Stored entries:
* start *

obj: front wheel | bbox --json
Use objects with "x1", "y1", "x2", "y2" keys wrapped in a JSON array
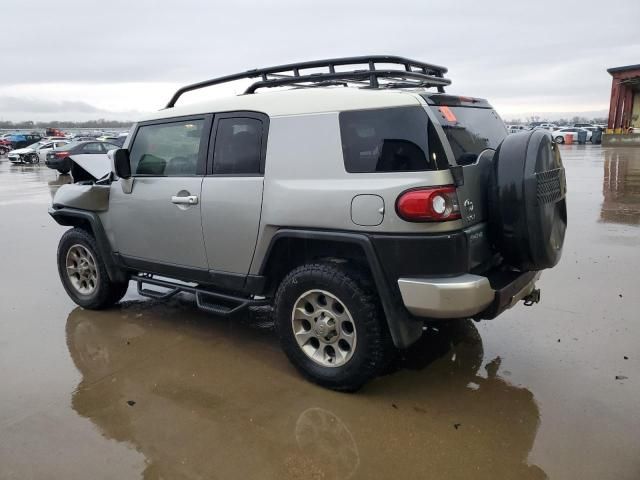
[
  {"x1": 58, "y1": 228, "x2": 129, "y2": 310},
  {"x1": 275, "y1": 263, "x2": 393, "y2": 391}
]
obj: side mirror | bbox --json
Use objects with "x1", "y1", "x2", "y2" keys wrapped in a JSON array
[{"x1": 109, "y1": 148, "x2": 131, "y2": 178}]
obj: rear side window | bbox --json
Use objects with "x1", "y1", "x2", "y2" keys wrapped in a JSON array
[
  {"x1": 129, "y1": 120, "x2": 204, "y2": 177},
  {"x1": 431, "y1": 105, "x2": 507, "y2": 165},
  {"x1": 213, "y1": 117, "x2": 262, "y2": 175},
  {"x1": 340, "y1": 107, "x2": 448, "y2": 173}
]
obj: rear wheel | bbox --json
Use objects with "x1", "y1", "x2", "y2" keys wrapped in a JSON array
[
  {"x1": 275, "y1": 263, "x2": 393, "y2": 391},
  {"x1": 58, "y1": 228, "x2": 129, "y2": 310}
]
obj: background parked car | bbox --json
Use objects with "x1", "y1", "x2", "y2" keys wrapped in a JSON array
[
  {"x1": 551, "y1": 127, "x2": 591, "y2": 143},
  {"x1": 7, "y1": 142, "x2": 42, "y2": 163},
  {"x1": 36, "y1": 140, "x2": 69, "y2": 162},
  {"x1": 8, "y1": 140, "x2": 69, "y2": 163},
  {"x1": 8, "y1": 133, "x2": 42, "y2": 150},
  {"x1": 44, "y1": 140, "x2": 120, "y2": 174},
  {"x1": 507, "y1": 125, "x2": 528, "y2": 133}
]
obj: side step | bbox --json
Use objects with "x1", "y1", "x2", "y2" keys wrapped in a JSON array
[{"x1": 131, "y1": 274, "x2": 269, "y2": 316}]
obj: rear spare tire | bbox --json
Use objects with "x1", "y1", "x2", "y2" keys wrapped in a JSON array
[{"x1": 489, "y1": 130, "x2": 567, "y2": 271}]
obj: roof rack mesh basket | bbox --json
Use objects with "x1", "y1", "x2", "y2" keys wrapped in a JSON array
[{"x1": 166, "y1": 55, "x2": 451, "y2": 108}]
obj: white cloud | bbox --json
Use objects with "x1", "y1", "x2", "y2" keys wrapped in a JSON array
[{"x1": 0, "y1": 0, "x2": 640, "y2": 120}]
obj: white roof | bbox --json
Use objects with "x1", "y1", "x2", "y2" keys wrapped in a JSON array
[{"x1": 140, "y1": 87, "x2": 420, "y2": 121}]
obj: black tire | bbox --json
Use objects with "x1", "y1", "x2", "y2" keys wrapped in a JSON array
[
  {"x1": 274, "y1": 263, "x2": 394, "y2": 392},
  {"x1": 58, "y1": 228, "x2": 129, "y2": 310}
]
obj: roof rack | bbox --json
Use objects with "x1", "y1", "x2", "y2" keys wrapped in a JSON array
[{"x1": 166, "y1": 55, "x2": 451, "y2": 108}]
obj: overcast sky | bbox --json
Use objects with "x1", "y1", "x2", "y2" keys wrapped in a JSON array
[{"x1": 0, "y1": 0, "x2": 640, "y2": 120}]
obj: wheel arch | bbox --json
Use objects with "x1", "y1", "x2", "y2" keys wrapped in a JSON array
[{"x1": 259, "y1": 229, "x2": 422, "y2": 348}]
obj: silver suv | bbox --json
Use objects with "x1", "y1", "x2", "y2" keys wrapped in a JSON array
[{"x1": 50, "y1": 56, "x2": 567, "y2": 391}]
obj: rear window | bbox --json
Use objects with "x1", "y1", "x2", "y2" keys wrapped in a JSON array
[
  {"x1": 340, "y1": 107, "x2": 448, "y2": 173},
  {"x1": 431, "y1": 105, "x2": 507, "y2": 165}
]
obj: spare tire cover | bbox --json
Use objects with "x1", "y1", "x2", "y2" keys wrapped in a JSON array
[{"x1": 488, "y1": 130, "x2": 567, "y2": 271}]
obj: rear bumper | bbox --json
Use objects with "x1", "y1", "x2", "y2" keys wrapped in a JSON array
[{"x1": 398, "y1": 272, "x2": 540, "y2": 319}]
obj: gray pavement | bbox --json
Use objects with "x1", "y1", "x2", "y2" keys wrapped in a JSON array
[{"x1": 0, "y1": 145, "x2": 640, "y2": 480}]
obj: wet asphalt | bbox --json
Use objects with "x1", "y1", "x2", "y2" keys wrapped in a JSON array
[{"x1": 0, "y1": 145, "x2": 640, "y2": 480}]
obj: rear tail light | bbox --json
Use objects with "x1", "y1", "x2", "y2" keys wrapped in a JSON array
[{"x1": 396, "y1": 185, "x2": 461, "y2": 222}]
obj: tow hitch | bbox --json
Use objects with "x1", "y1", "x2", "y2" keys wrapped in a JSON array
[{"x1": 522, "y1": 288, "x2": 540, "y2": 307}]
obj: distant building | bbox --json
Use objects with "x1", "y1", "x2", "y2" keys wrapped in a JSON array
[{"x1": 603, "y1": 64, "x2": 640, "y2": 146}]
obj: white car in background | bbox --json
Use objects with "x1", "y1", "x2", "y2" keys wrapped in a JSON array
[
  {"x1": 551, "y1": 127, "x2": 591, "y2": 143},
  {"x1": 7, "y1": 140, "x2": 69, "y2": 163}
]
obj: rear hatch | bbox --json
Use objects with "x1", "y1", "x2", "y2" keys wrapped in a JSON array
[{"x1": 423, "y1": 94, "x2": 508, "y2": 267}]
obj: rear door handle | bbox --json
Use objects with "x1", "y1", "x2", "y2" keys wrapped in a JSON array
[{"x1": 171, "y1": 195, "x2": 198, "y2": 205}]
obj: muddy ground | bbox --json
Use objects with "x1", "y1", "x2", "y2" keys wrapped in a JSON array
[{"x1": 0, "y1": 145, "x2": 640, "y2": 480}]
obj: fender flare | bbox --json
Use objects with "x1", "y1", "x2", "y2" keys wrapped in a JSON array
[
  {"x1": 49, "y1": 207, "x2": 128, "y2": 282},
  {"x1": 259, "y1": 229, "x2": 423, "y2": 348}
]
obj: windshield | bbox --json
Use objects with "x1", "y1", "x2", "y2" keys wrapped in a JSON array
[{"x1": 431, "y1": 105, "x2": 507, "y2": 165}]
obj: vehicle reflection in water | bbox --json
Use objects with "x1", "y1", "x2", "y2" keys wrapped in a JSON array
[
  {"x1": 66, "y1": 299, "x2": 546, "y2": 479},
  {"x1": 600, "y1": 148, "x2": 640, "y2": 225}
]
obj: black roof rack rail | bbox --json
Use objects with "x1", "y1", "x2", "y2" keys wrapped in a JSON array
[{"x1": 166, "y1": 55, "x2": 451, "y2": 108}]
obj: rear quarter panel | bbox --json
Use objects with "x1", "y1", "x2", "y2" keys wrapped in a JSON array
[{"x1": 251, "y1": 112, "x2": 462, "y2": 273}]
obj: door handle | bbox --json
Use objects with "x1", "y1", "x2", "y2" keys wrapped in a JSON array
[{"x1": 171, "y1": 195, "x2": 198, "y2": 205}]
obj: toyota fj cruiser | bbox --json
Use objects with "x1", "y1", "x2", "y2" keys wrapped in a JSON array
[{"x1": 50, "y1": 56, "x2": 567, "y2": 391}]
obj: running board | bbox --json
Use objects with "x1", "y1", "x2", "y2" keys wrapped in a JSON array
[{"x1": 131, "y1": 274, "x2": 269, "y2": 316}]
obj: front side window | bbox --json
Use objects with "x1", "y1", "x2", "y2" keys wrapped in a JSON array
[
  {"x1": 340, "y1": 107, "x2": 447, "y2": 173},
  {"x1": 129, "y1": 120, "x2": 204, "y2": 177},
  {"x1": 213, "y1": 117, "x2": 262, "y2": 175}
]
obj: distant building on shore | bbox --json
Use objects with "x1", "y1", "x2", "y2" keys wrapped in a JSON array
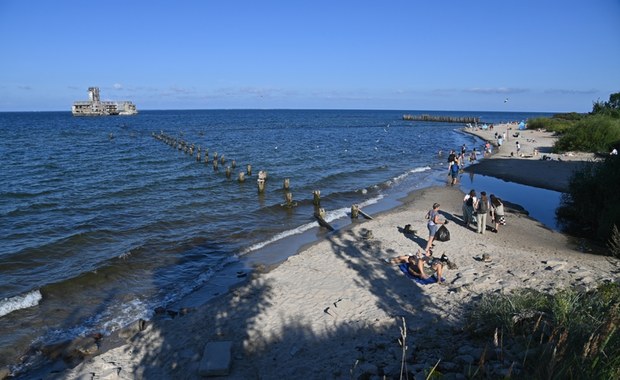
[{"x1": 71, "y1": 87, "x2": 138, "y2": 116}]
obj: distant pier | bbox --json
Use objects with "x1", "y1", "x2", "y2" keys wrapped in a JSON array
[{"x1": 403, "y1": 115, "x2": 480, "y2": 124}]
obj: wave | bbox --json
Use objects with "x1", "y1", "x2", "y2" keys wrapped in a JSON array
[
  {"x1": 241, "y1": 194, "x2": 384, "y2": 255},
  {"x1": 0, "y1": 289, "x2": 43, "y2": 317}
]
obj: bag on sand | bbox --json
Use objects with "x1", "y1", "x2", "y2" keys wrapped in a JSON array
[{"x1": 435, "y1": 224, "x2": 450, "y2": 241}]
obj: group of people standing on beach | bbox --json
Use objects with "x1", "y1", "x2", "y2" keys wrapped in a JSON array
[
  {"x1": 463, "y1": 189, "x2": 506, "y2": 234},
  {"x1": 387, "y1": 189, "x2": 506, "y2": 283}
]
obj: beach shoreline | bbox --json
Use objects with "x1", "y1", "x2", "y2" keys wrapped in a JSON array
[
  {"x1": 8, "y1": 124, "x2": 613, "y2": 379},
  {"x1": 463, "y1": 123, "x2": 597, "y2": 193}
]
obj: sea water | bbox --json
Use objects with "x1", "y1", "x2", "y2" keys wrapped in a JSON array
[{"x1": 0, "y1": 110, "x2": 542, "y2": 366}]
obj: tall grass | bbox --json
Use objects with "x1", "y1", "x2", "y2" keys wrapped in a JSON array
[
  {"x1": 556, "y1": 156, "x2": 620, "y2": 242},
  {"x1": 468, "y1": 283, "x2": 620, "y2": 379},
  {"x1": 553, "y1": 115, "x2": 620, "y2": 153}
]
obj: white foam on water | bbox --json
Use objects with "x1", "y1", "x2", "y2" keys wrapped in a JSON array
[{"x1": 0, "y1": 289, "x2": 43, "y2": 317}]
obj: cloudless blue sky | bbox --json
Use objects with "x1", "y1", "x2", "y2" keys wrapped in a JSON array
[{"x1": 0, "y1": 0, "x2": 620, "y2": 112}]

* end *

### Stated exercise
Extract every line of the material above that contains the string "tire", matching case exactly.

### Output
obj: rear spare tire | bbox --json
obj: black tire | bbox --json
obj: spare tire cover | bbox --json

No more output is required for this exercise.